*ZU BEARBEITENDE AUFGABEN*.
**A.** Kopieren Sie aus dem Text zum arabischen Bildungsniveau wortgetreu den Abschnitt, der mit „Flüchtlinge und Zuwanderer“ beginnt und bis einschließlich „L. Pedersen beschreibt.“ reicht.
**B.** Beantworten Sie anhand des Textes zum arabischen Bildungsniveau:
(i) An welcher Einrichtung fand der im Bild gezeigte Deutschkurs statt?
(ii) Welche Behörde bezahlt die Kurse?
(iii) Wer verfasst die angekündigte Beschreibung der arabischen Bildungs- und Arbeitswelt?

*AUSGEWÄHLTER AUSZUG*.
***

Unser Problem mit dem arabischen Bildungsniveau



POTSDAM, GERMANY - NOVEMBER 11:  Instructor Paulina Kedziora leads an intermediate German language class for migrants and refugees from countries including Eritrea, Afghanistan, Iran, Chechnya and Somalia seeking asylum in Germany at Euro-Schulen Potsdam on November 11, 2015 in Potsdam, Germany. The classes are paid for by the German Federal Office for Migrants and Refugees (BAMF) and are meant to help integrate the newcomers into Germany. Germany is expecting to receive at least one million asylum applicants this year.  (Photo by Sean Gallup/Getty Images)
POTSDAM, GERMANY - NOVEMBER 11: Instructor Paulina Kedziora leads an intermediate German language class for migrants and refugees from countries including Eritrea, Afghanistan, Iran, Chechnya and Somalia seeking asylum in Germany at Euro-Schulen Potsdam on November 11, 2015 in Potsdam, Germany. The classes are paid for by the German Federal Office for Migrants and Refugees (BAMF) and are meant to help integrate the newcomers into Germany. Germany is expecting to receive at least one million asylum applicants this year. (Photo by Sean Gallup/Getty Images)

Flüchtlinge und Zuwanderer sind hochqualifiziert? Wer sagt das? Was heißt das? Ein Blick in die arabische Bildungs- und Arbeitswelt könnte Licht ins Dunkel bringen. Peter L. Pedersen beschreibt.

***

*DATENSÄTZE*.
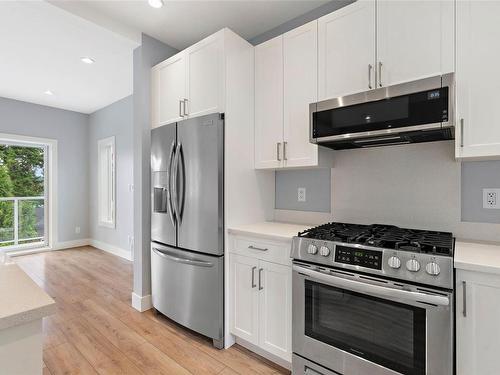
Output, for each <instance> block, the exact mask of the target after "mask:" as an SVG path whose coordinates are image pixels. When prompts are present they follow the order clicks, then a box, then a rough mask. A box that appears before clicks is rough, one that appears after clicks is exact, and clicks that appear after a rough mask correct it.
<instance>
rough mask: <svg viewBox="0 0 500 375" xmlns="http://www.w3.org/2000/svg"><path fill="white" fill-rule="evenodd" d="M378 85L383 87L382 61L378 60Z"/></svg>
mask: <svg viewBox="0 0 500 375" xmlns="http://www.w3.org/2000/svg"><path fill="white" fill-rule="evenodd" d="M378 85H379V86H380V87H382V61H379V62H378Z"/></svg>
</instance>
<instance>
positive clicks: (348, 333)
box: [305, 280, 425, 375]
mask: <svg viewBox="0 0 500 375" xmlns="http://www.w3.org/2000/svg"><path fill="white" fill-rule="evenodd" d="M305 333H306V335H307V336H309V337H312V338H314V339H316V340H319V341H321V342H324V343H326V344H329V345H332V346H335V347H336V348H339V349H341V350H344V351H347V352H350V353H352V354H354V355H356V356H359V357H362V358H365V359H367V360H369V361H372V362H374V363H377V364H379V365H381V366H384V367H387V368H389V369H392V370H394V371H397V372H401V373H403V374H408V375H420V374H425V309H421V308H418V307H414V306H410V305H405V304H401V303H396V302H391V301H387V300H383V299H380V298H376V297H370V296H367V295H365V294H359V293H355V292H351V291H347V290H344V289H338V288H335V287H332V286H327V285H323V284H319V283H316V282H313V281H309V280H306V281H305Z"/></svg>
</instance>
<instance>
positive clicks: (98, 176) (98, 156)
mask: <svg viewBox="0 0 500 375" xmlns="http://www.w3.org/2000/svg"><path fill="white" fill-rule="evenodd" d="M115 151H116V149H115V137H114V136H112V137H108V138H104V139H100V140H99V141H97V215H98V225H99V226H102V227H107V228H115V227H116V167H115V165H116V160H115V158H116V152H115Z"/></svg>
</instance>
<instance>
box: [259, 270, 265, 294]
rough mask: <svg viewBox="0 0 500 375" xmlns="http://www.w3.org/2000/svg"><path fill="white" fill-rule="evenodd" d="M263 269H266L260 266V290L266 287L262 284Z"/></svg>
mask: <svg viewBox="0 0 500 375" xmlns="http://www.w3.org/2000/svg"><path fill="white" fill-rule="evenodd" d="M262 271H264V269H263V268H259V290H262V289H264V287H263V286H262Z"/></svg>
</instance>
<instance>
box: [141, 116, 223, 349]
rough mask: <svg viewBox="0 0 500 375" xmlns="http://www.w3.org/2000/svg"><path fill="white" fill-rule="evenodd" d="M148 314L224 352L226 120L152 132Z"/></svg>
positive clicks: (151, 134)
mask: <svg viewBox="0 0 500 375" xmlns="http://www.w3.org/2000/svg"><path fill="white" fill-rule="evenodd" d="M151 177H152V183H151V190H152V192H151V208H152V214H151V240H152V242H151V282H152V300H153V307H154V308H155V309H156V310H157V311H159V312H161V313H162V314H164V315H166V316H167V317H169V318H170V319H172V320H174V321H176V322H177V323H179V324H181V325H183V326H186V327H188V328H190V329H192V330H194V331H196V332H199V333H201V334H203V335H205V336H208V337H210V338H212V339H213V342H214V346H216V347H218V348H222V347H223V344H224V340H223V337H224V336H223V326H224V325H223V320H224V315H223V305H224V302H223V299H224V290H223V280H224V205H223V203H224V189H223V187H224V115H223V114H211V115H206V116H200V117H197V118H192V119H187V120H183V121H180V122H177V123H172V124H168V125H164V126H161V127H158V128H155V129H153V130H152V132H151Z"/></svg>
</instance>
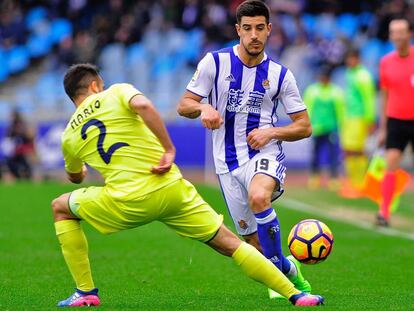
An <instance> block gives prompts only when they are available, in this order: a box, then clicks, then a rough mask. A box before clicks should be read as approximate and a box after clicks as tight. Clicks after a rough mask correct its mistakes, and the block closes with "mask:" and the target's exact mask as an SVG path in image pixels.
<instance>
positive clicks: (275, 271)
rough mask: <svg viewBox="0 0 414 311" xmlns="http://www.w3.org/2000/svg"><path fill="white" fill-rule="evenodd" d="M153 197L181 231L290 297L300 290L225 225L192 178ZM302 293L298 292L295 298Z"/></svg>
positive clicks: (164, 212) (164, 215)
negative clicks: (204, 243) (225, 256)
mask: <svg viewBox="0 0 414 311" xmlns="http://www.w3.org/2000/svg"><path fill="white" fill-rule="evenodd" d="M152 201H155V204H157V202H159V204H157V205H160V206H161V205H162V206H161V207H160V208H159V210H160V211H161V212H160V214H159V216H158V218H157V219H158V220H159V221H162V222H163V223H165V224H166V225H167V226H169V227H170V228H171V229H173V230H174V231H175V232H176V233H178V234H179V235H181V236H185V237H190V238H192V239H195V240H198V241H200V242H204V243H207V244H208V245H210V246H211V247H213V248H214V249H216V250H217V251H218V252H220V253H221V254H224V255H227V256H232V257H233V259H234V260H235V261H236V262H237V263H238V265H240V266H241V268H242V270H243V271H245V272H246V273H247V274H248V275H249V276H250V277H251V278H253V279H255V280H257V281H259V282H262V283H264V284H266V285H268V286H270V287H272V288H275V290H280V291H281V293H282V294H284V295H285V296H286V297H288V298H289V297H291V296H292V295H294V294H298V293H300V291H298V290H297V289H295V288H294V286H293V284H292V283H291V282H290V281H289V280H288V279H286V277H285V276H284V275H283V274H282V273H281V272H280V271H279V270H278V269H277V268H276V267H275V266H274V265H273V264H272V263H271V262H270V261H269V260H267V259H266V258H265V257H264V256H263V255H262V254H261V253H260V252H259V251H258V250H256V249H255V248H254V247H253V246H251V245H249V244H247V243H245V242H241V241H240V239H239V238H238V237H237V236H236V235H235V234H233V233H232V232H231V231H229V230H228V229H227V228H226V227H225V226H223V218H222V216H221V215H218V214H217V213H216V212H215V211H214V210H213V209H212V208H211V207H210V206H209V205H208V204H207V203H206V202H205V201H204V200H203V199H202V198H201V196H200V195H199V194H198V193H197V190H196V189H195V188H194V186H193V185H192V184H191V183H190V182H188V181H186V180H180V181H179V182H177V183H174V184H173V185H170V186H169V187H166V188H164V189H163V190H162V191H158V194H157V195H156V196H154V197H153V198H152ZM302 296H303V295H300V296H295V297H294V298H292V300H295V298H297V297H299V298H300V297H302ZM306 297H308V296H306ZM311 297H314V296H311ZM301 299H306V300H312V299H313V300H315V301H316V299H317V301H316V302H318V303H320V302H321V300H320V299H319V298H301ZM298 301H299V300H298ZM294 302H295V301H294ZM296 303H298V302H297V301H296ZM314 304H316V303H315V302H314Z"/></svg>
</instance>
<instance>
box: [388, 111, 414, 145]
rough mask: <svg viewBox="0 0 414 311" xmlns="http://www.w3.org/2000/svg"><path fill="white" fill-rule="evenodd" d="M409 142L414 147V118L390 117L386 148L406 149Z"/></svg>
mask: <svg viewBox="0 0 414 311" xmlns="http://www.w3.org/2000/svg"><path fill="white" fill-rule="evenodd" d="M409 142H411V147H412V148H414V120H400V119H394V118H388V121H387V139H386V142H385V148H386V149H399V150H401V151H404V149H405V147H407V144H408V143H409Z"/></svg>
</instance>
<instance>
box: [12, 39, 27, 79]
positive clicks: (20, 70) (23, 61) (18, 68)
mask: <svg viewBox="0 0 414 311" xmlns="http://www.w3.org/2000/svg"><path fill="white" fill-rule="evenodd" d="M29 56H30V55H29V51H28V49H27V48H26V47H25V46H23V45H19V46H16V47H13V48H11V49H10V50H8V51H7V60H8V68H9V72H10V73H11V74H13V73H18V72H20V71H22V70H24V69H26V68H27V66H29V62H30V57H29Z"/></svg>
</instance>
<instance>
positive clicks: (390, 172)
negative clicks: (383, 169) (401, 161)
mask: <svg viewBox="0 0 414 311" xmlns="http://www.w3.org/2000/svg"><path fill="white" fill-rule="evenodd" d="M401 159H402V152H401V150H399V149H395V148H392V149H387V150H386V152H385V161H386V165H387V168H386V172H385V175H384V178H383V180H382V183H381V191H382V202H381V206H380V213H379V215H378V218H377V224H378V225H380V226H388V222H389V219H390V207H391V202H392V198H393V196H394V192H395V188H396V179H397V178H396V171H397V169H398V168H399V167H400V163H401Z"/></svg>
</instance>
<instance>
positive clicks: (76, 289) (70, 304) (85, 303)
mask: <svg viewBox="0 0 414 311" xmlns="http://www.w3.org/2000/svg"><path fill="white" fill-rule="evenodd" d="M100 304H101V301H100V300H99V296H98V289H97V288H95V289H93V290H91V291H89V292H84V291H81V290H80V289H76V292H75V293H74V294H72V295H71V296H70V297H69V298H68V299H66V300H62V301H61V302H59V303H58V307H90V306H99V305H100Z"/></svg>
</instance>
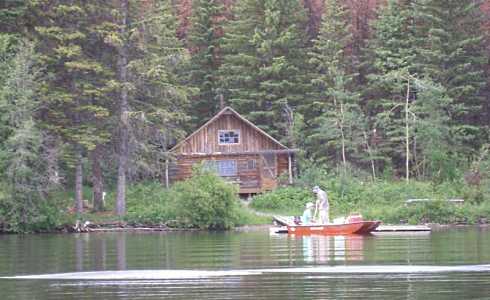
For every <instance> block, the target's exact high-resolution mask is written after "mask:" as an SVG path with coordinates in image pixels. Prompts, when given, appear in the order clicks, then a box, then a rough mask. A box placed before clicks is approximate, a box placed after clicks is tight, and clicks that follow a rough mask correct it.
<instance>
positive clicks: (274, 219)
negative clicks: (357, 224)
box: [271, 216, 432, 233]
mask: <svg viewBox="0 0 490 300" xmlns="http://www.w3.org/2000/svg"><path fill="white" fill-rule="evenodd" d="M273 219H274V223H275V224H276V225H279V226H286V225H287V224H290V223H292V220H293V217H286V216H274V217H273ZM273 231H274V232H275V233H284V232H287V229H286V230H285V229H284V227H276V228H275V229H271V232H273ZM430 231H432V229H431V228H430V227H429V226H426V225H380V226H378V228H376V230H374V232H430Z"/></svg>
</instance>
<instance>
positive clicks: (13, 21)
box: [0, 0, 31, 33]
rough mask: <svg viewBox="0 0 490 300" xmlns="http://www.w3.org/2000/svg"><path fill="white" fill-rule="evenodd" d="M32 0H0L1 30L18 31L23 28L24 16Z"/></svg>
mask: <svg viewBox="0 0 490 300" xmlns="http://www.w3.org/2000/svg"><path fill="white" fill-rule="evenodd" d="M30 2H31V1H30V0H8V1H2V2H0V32H3V33H6V32H9V33H18V32H20V31H21V30H22V25H23V23H24V22H23V21H24V20H23V18H24V17H25V15H26V13H27V10H28V8H29V5H30Z"/></svg>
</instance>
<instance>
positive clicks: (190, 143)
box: [176, 114, 282, 154]
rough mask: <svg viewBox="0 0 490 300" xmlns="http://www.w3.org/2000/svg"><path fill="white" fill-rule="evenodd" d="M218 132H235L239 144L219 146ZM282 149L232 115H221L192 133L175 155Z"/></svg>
mask: <svg viewBox="0 0 490 300" xmlns="http://www.w3.org/2000/svg"><path fill="white" fill-rule="evenodd" d="M220 130H237V131H239V132H240V143H239V144H232V145H220V144H219V140H218V132H219V131H220ZM279 149H282V148H281V147H280V146H279V145H278V144H277V143H274V142H273V141H272V140H271V139H270V138H269V137H267V136H265V135H264V134H262V133H261V132H259V131H257V130H256V129H255V128H253V127H252V126H250V125H249V124H247V123H245V122H244V121H242V120H240V119H239V118H238V117H236V116H235V115H234V114H223V115H222V116H220V117H219V118H218V119H216V120H215V121H214V122H212V123H211V124H209V125H208V126H206V127H204V128H201V129H200V130H199V131H198V132H196V133H194V135H193V136H191V137H190V138H189V140H187V141H186V142H185V143H184V144H182V145H181V146H180V147H179V149H176V153H180V154H192V153H209V154H211V153H216V152H220V153H231V152H247V151H248V152H251V151H260V150H279Z"/></svg>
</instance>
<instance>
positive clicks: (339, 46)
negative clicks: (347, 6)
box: [300, 0, 366, 167]
mask: <svg viewBox="0 0 490 300" xmlns="http://www.w3.org/2000/svg"><path fill="white" fill-rule="evenodd" d="M349 22H350V20H349V14H348V10H347V8H346V7H344V5H343V4H342V3H341V2H340V1H337V0H328V1H326V2H325V13H324V15H323V18H322V23H321V26H320V32H319V34H318V37H317V39H316V40H314V41H313V43H314V44H313V47H312V49H311V51H310V52H309V53H308V54H309V58H310V59H309V62H310V66H311V69H310V70H309V75H310V76H311V84H312V97H311V99H309V102H305V103H304V104H302V105H301V106H300V107H301V109H302V111H303V112H304V115H305V116H306V117H307V119H306V120H307V129H306V130H305V131H306V135H307V137H306V146H307V147H308V151H309V152H310V154H311V157H313V158H314V159H316V160H317V161H319V162H329V161H332V160H333V161H341V162H342V165H343V166H344V167H346V166H347V163H348V161H351V160H354V159H355V156H356V154H357V153H358V150H359V149H362V148H363V147H362V144H363V143H364V139H363V135H362V133H363V131H365V128H364V127H365V123H366V120H365V116H364V115H363V113H362V111H361V109H360V106H359V100H360V98H359V94H358V93H356V92H354V91H353V90H352V86H353V78H354V76H355V74H353V72H352V66H351V65H350V61H349V59H350V57H349V56H348V54H347V51H346V50H347V47H348V46H349V45H350V44H351V43H352V34H351V28H350V26H349V24H350V23H349ZM357 156H358V155H357Z"/></svg>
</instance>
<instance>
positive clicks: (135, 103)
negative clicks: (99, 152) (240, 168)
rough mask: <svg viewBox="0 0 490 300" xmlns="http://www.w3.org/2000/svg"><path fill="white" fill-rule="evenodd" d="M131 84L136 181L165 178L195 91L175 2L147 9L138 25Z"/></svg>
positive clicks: (130, 76) (133, 151)
mask: <svg viewBox="0 0 490 300" xmlns="http://www.w3.org/2000/svg"><path fill="white" fill-rule="evenodd" d="M137 28H138V29H139V30H137V31H136V32H137V34H135V35H133V37H132V40H134V41H135V46H134V47H133V49H134V51H133V56H132V61H131V65H130V69H129V71H130V74H131V76H130V81H131V82H132V84H133V85H134V88H135V92H134V93H132V94H131V98H130V104H131V105H130V107H131V122H130V125H131V147H130V157H131V162H132V163H131V165H132V167H131V168H130V175H131V176H132V177H145V178H147V177H160V176H162V174H161V172H162V171H163V170H164V167H163V166H162V163H163V162H164V161H165V160H168V159H169V157H168V156H167V153H166V152H165V150H166V149H168V147H169V146H170V145H171V144H173V143H174V142H175V140H177V139H181V138H183V136H184V134H185V132H184V130H183V128H185V124H186V123H187V122H188V121H189V118H188V117H187V114H186V111H187V110H188V108H189V101H188V97H189V96H190V95H193V89H192V88H189V87H187V86H186V85H185V82H184V80H183V78H185V74H184V70H187V69H188V64H189V54H188V51H187V50H186V49H185V48H184V46H183V44H182V42H181V41H179V40H178V39H177V35H176V32H177V21H176V17H175V15H174V12H173V10H172V6H171V1H169V0H160V1H155V2H154V3H153V4H152V5H149V6H147V7H146V8H145V14H144V15H143V17H141V21H140V22H139V25H138V27H137Z"/></svg>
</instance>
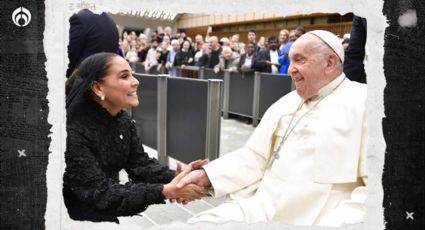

***

*LÖSUNGEN*.
**A.**
Flüchtlinge und Zuwanderer sind hochqualifiziert? Wer sagt das? Was heißt das? Ein Blick in die arabische Bildungs- und Arbeitswelt könnte Licht ins Dunkel bringen. Peter L. Pedersen beschreibt.

**B.**
(i) An den Euro-Schulen Potsdam.
(ii) Das German Federal Office for Migrants and Refugees (BAMF).
(iii) Peter L. Pedersen.